--- TASK STATEMENT ---
The answer must be an exact copy of the lines from the top of the listing below through the line with "TARGET: dark tree trunk", with no pictures.

--- INPUT DATA ---
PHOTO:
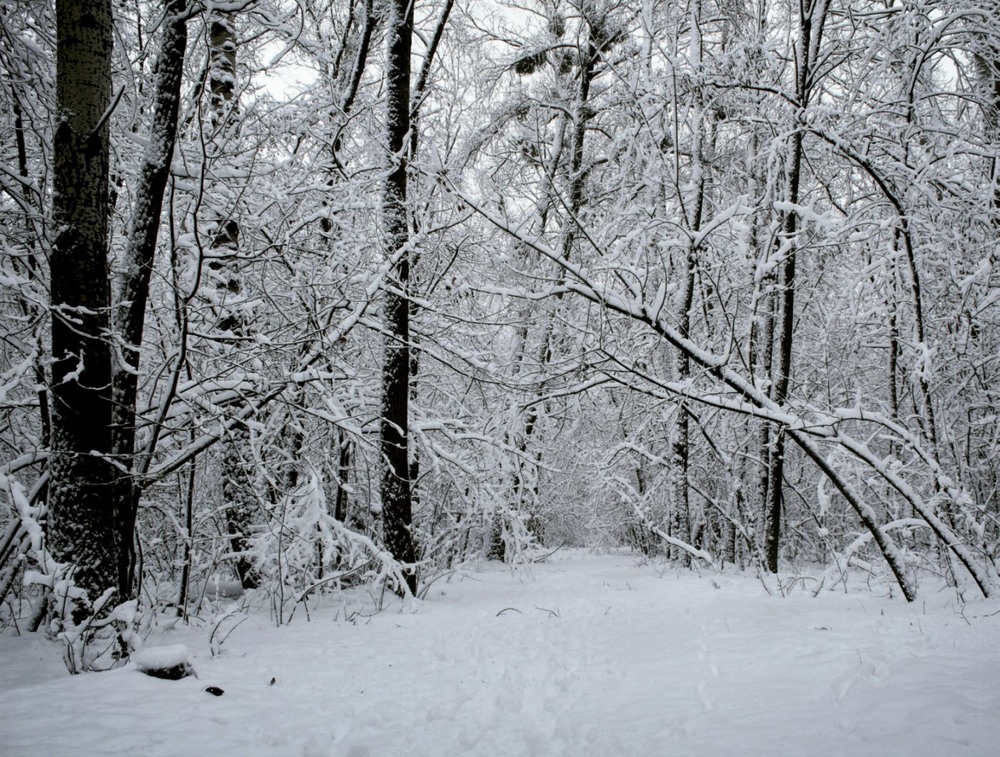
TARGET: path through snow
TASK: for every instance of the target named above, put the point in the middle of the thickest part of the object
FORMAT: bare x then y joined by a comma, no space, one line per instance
583,656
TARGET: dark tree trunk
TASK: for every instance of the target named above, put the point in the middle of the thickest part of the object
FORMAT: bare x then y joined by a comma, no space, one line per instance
83,531
809,27
397,506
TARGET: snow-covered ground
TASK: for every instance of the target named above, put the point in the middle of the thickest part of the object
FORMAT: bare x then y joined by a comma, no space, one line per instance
582,655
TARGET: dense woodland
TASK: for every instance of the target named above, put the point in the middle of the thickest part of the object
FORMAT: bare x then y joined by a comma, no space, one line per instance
305,294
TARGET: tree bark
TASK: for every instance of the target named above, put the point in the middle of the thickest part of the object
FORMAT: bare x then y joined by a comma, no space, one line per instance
83,531
133,293
396,488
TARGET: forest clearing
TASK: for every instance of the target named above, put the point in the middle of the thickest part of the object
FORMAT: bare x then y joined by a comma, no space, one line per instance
586,655
323,322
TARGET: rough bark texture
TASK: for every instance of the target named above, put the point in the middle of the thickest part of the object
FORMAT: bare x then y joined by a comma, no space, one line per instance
83,532
397,512
133,292
808,26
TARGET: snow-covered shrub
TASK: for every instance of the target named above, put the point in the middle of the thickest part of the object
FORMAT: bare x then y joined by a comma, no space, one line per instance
302,548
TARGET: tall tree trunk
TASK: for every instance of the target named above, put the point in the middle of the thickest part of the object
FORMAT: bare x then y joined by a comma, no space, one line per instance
811,17
133,292
396,490
83,532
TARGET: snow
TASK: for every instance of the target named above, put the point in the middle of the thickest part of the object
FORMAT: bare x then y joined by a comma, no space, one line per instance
582,655
159,658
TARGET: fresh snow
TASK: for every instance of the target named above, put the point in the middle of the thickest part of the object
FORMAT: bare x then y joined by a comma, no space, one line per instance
602,655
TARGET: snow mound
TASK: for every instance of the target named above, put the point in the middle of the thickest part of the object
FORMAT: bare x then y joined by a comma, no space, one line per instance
172,662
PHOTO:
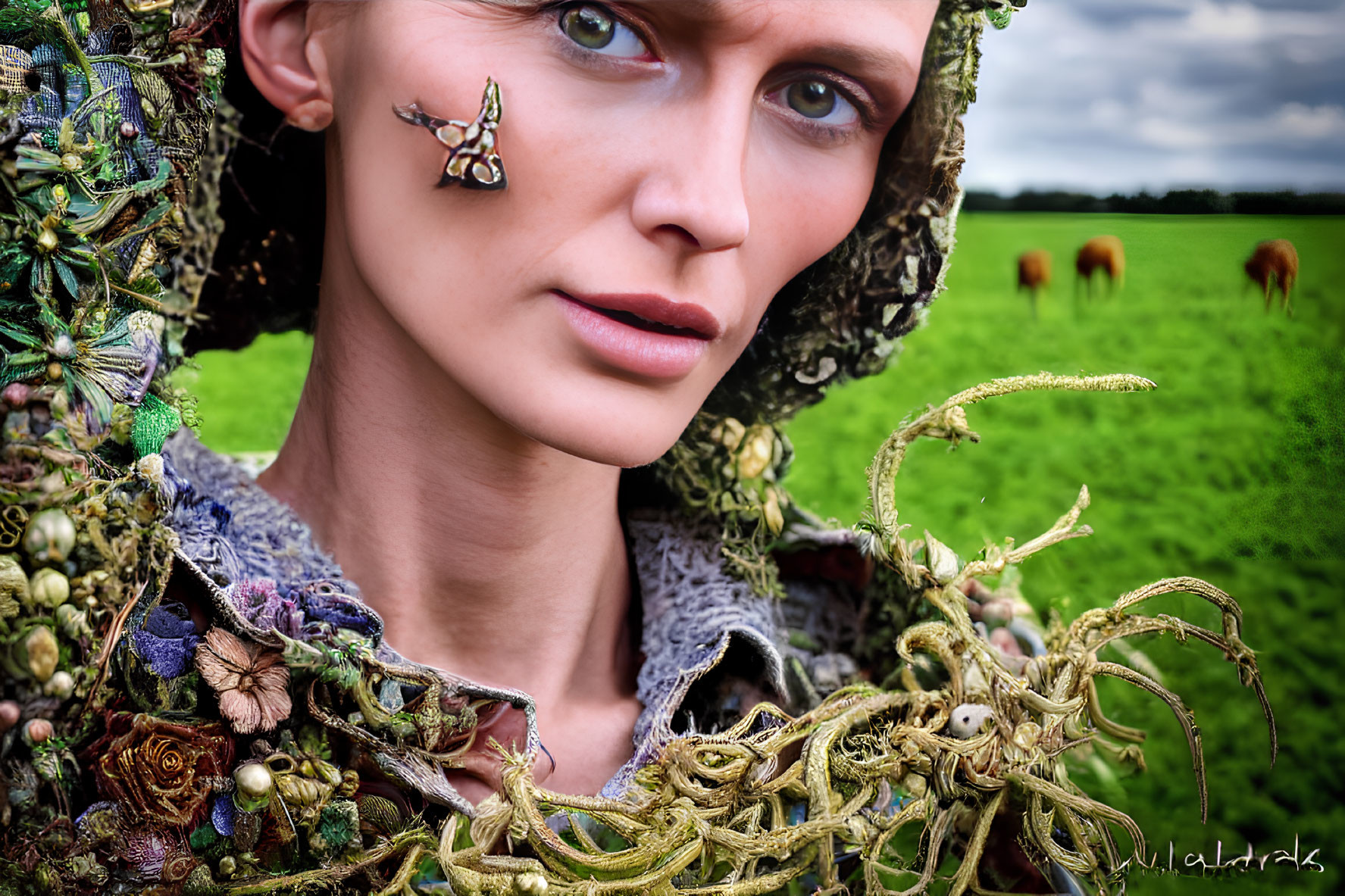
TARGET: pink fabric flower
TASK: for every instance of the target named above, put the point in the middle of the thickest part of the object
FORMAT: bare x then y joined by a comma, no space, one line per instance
251,681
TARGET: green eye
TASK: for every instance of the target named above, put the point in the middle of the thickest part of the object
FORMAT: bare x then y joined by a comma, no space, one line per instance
590,27
812,98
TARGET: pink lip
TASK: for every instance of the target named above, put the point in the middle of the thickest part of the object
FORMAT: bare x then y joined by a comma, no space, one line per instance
640,332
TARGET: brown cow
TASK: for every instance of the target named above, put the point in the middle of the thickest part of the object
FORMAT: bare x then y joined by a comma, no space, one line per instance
1106,253
1274,264
1034,273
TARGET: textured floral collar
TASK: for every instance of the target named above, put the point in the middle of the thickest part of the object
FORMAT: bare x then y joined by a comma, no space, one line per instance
264,572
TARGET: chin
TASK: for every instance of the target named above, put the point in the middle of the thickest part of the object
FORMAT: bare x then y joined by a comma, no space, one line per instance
621,438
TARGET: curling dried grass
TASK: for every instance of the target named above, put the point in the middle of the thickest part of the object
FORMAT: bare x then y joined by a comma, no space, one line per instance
720,813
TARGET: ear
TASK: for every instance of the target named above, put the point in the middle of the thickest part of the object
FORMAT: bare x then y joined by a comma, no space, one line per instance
284,62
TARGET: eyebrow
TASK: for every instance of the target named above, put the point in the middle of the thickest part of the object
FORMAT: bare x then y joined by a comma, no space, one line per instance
880,69
855,60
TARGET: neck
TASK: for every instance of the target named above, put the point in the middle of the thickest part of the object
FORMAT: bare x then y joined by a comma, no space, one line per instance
486,552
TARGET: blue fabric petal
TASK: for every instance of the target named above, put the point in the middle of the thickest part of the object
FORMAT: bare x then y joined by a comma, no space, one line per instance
224,814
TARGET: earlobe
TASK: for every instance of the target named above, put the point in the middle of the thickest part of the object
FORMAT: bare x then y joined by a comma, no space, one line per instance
284,62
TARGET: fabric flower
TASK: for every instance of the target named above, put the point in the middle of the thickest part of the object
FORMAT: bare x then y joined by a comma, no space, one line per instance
261,603
161,771
167,641
251,681
155,856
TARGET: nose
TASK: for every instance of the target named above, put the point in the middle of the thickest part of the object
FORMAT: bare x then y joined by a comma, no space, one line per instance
693,190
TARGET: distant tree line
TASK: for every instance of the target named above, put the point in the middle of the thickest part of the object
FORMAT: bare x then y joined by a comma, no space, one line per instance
1175,202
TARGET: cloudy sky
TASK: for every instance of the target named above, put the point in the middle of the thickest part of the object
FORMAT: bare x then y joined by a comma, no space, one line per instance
1105,96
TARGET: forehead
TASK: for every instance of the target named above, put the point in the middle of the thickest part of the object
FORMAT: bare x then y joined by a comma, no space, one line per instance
887,33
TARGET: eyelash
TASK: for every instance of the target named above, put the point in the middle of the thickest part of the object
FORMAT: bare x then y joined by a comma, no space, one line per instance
827,133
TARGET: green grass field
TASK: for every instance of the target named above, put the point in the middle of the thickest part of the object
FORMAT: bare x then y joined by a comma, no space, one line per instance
1231,470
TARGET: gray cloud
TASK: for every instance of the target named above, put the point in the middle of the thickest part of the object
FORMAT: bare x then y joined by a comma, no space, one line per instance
1103,96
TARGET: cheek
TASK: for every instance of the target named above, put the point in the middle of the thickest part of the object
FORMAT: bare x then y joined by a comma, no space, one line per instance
802,206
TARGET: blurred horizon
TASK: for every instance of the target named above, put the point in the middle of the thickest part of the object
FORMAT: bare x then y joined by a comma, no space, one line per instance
1095,96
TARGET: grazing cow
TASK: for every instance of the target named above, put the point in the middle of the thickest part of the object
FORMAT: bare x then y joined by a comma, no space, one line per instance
1274,264
1034,273
1106,253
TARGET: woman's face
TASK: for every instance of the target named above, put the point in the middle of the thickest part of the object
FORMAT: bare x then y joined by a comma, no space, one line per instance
671,164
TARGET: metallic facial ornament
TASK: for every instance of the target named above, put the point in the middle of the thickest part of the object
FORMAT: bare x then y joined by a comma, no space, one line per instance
472,159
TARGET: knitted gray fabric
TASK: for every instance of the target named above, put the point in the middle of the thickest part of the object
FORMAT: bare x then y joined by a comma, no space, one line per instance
694,613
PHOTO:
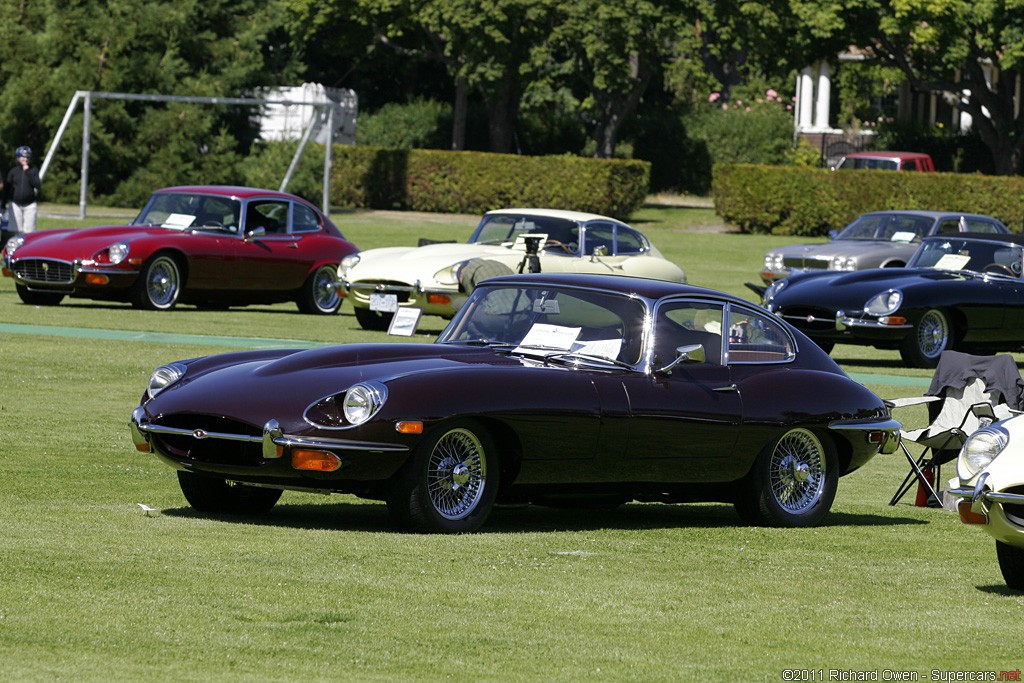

--- RESPONSE FOR THIS EXERCISE ---
PHOTO:
TARGET: path through snow
TASK: for every instance of the target named above, put the point in the middle of the thickest part of the object
FORMAT: bare x then y joined by a comma, no space, one line per instance
583,656
TARGET: dark tree trunk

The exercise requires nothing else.